» STATED EXERCISE:
Rewrite the lines below as a numbered list, leaving out any blank lines and the pictures.

» RECORDS:
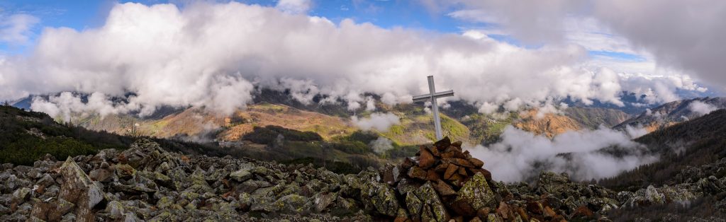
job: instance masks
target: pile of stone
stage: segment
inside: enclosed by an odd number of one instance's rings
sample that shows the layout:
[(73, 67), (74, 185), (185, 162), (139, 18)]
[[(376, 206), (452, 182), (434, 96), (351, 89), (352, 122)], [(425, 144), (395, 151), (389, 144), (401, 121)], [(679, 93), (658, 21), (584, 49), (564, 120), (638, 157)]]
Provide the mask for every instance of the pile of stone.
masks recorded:
[(534, 186), (505, 185), (484, 165), (448, 138), (421, 146), (401, 164), (348, 175), (311, 165), (187, 156), (141, 140), (125, 150), (64, 161), (47, 155), (33, 166), (2, 164), (0, 221), (608, 221), (603, 215), (622, 206), (726, 188), (726, 177), (709, 176), (688, 187), (619, 195), (551, 172)]
[[(399, 221), (562, 221), (547, 201), (513, 200), (492, 179), (484, 163), (448, 137), (422, 145), (416, 157), (380, 170), (380, 182), (396, 187), (408, 215)], [(539, 198), (537, 198), (539, 199)], [(592, 217), (588, 211), (585, 217)]]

» ANSWER FOR THIS EXERCISE:
1. job: instance masks
2. target: pile of stone
3. stage: segment
4. inside: enclosed by an odd number of one instance's rings
5. sample that shows the layout:
6. [(73, 67), (74, 185), (185, 162), (139, 18)]
7. [[(376, 206), (452, 182), (434, 96), (351, 89), (352, 122)], [(425, 144), (395, 151), (389, 144), (401, 121)], [(679, 93), (658, 21), (584, 49), (564, 120), (638, 157)]]
8. Provide the mask for every instance of the pile of stone.
9. masks recorded:
10. [(534, 186), (505, 185), (484, 165), (448, 138), (421, 146), (401, 164), (348, 175), (311, 165), (187, 156), (141, 140), (125, 150), (64, 161), (47, 155), (33, 166), (2, 164), (0, 221), (608, 221), (603, 215), (622, 206), (726, 188), (726, 177), (709, 176), (688, 187), (619, 195), (551, 172)]
11. [[(399, 221), (562, 221), (547, 201), (513, 200), (492, 179), (484, 163), (448, 137), (422, 145), (416, 157), (380, 170), (380, 182), (396, 187), (408, 215)], [(539, 198), (537, 198), (539, 199)], [(592, 217), (588, 211), (585, 217)]]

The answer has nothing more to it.